(Text-to-region grounding data)
◆ ◆ ◆ ◆ ◆

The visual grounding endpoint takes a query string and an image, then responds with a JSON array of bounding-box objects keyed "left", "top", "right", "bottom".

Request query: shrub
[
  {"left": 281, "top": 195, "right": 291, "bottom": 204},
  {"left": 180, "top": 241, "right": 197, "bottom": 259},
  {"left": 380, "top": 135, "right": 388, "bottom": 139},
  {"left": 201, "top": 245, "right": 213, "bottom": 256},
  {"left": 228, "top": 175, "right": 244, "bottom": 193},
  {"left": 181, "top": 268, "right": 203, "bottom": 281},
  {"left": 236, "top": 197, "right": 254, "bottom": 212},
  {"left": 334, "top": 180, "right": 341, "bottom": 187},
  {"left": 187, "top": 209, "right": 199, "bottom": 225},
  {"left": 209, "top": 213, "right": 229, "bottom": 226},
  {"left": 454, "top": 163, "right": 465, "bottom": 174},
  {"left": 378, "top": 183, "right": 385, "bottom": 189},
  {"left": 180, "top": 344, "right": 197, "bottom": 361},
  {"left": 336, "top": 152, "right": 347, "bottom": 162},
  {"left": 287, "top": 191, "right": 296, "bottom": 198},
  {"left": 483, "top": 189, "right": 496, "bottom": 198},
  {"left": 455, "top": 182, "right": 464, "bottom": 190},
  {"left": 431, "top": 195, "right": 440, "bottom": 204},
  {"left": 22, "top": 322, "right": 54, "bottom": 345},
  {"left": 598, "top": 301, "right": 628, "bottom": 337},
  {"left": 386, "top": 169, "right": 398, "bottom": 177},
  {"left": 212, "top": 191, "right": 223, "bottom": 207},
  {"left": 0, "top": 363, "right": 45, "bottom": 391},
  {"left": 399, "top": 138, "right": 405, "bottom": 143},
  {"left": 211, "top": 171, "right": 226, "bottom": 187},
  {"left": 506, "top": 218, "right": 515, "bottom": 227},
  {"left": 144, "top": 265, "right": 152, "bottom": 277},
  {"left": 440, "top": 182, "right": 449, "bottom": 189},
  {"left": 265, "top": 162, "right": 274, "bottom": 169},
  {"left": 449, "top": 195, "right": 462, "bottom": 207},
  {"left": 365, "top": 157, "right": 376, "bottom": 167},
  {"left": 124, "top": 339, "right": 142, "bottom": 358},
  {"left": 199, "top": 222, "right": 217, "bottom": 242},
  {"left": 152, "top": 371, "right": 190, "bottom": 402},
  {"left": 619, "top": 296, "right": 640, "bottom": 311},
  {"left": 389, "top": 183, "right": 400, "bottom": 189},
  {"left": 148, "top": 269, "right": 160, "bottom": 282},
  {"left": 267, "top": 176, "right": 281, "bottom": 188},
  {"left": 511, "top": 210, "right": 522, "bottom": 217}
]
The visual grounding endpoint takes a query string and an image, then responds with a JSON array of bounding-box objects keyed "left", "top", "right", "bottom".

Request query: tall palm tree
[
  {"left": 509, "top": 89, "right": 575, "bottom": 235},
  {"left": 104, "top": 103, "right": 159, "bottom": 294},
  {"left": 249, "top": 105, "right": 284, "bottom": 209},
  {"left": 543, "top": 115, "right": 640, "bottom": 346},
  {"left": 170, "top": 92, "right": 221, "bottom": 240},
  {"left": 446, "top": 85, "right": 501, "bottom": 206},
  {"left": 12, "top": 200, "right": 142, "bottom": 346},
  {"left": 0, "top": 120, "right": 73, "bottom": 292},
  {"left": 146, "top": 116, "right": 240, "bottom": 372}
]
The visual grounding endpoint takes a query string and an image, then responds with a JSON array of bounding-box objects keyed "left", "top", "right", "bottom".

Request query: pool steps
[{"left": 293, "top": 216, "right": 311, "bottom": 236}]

◆ ◆ ◆ ◆ ◆

> Prompt: Please be sure to repeat every entry exactly.

> Worked solution:
The visual grounding endpoint takes a query string and an image, then responds with a JSON array of bounding-box objects keyed "left", "top", "right", "bottom".

Request query: shrub
[
  {"left": 281, "top": 195, "right": 291, "bottom": 204},
  {"left": 180, "top": 241, "right": 197, "bottom": 259},
  {"left": 380, "top": 135, "right": 388, "bottom": 139},
  {"left": 201, "top": 245, "right": 213, "bottom": 256},
  {"left": 228, "top": 175, "right": 244, "bottom": 193},
  {"left": 181, "top": 268, "right": 203, "bottom": 281},
  {"left": 236, "top": 197, "right": 254, "bottom": 212},
  {"left": 334, "top": 180, "right": 341, "bottom": 187},
  {"left": 187, "top": 209, "right": 199, "bottom": 225},
  {"left": 209, "top": 213, "right": 229, "bottom": 226},
  {"left": 454, "top": 163, "right": 465, "bottom": 174},
  {"left": 378, "top": 183, "right": 385, "bottom": 189},
  {"left": 180, "top": 344, "right": 197, "bottom": 361},
  {"left": 336, "top": 152, "right": 347, "bottom": 162},
  {"left": 287, "top": 191, "right": 296, "bottom": 198},
  {"left": 483, "top": 189, "right": 496, "bottom": 198},
  {"left": 455, "top": 182, "right": 464, "bottom": 190},
  {"left": 431, "top": 195, "right": 440, "bottom": 204},
  {"left": 22, "top": 322, "right": 54, "bottom": 345},
  {"left": 598, "top": 301, "right": 628, "bottom": 337},
  {"left": 386, "top": 169, "right": 398, "bottom": 177},
  {"left": 212, "top": 191, "right": 223, "bottom": 207},
  {"left": 0, "top": 363, "right": 45, "bottom": 391},
  {"left": 399, "top": 138, "right": 405, "bottom": 143},
  {"left": 211, "top": 171, "right": 226, "bottom": 187},
  {"left": 506, "top": 218, "right": 515, "bottom": 227},
  {"left": 144, "top": 265, "right": 152, "bottom": 277},
  {"left": 440, "top": 182, "right": 449, "bottom": 189},
  {"left": 265, "top": 162, "right": 274, "bottom": 169},
  {"left": 449, "top": 195, "right": 462, "bottom": 207},
  {"left": 365, "top": 157, "right": 376, "bottom": 167},
  {"left": 124, "top": 339, "right": 142, "bottom": 358},
  {"left": 199, "top": 222, "right": 217, "bottom": 242},
  {"left": 152, "top": 371, "right": 190, "bottom": 402},
  {"left": 619, "top": 296, "right": 640, "bottom": 311},
  {"left": 389, "top": 183, "right": 400, "bottom": 189},
  {"left": 148, "top": 269, "right": 160, "bottom": 282},
  {"left": 267, "top": 176, "right": 281, "bottom": 188},
  {"left": 511, "top": 210, "right": 522, "bottom": 217}
]
The visual grounding endpoint takes a query string and an image, then responds with a JSON array of bounding-box objects keyed "left", "top", "right", "bottom".

Request query: tall palm tree
[
  {"left": 509, "top": 89, "right": 575, "bottom": 235},
  {"left": 104, "top": 103, "right": 159, "bottom": 294},
  {"left": 249, "top": 105, "right": 284, "bottom": 209},
  {"left": 543, "top": 115, "right": 640, "bottom": 346},
  {"left": 170, "top": 92, "right": 221, "bottom": 240},
  {"left": 446, "top": 85, "right": 501, "bottom": 206},
  {"left": 12, "top": 200, "right": 142, "bottom": 346},
  {"left": 0, "top": 120, "right": 73, "bottom": 292},
  {"left": 146, "top": 116, "right": 240, "bottom": 372}
]
The visual grounding endpoint takes a query string and an image, then responds with a JSON array of bounding-box objects keyed "left", "top", "right", "bottom".

Request query: pool steps
[{"left": 293, "top": 216, "right": 311, "bottom": 236}]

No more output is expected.